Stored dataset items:

============================================================

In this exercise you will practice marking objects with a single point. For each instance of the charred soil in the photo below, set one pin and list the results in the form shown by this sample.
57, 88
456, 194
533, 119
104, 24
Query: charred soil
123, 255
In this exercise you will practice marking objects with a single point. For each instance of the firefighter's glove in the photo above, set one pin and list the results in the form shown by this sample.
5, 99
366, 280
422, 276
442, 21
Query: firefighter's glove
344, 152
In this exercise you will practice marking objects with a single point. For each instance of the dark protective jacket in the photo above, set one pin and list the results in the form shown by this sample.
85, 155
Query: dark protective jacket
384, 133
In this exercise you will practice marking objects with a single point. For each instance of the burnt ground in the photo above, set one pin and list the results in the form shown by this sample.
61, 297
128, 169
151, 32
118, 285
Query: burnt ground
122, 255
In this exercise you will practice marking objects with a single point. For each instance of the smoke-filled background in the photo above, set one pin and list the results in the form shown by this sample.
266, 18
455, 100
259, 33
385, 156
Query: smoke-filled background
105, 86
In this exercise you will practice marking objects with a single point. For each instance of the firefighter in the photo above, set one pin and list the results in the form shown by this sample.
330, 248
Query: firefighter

============================================================

■ **Work order**: Determine how many lines of the data include the word "will". Reply with the count and no other text.

■ **Task response**: 6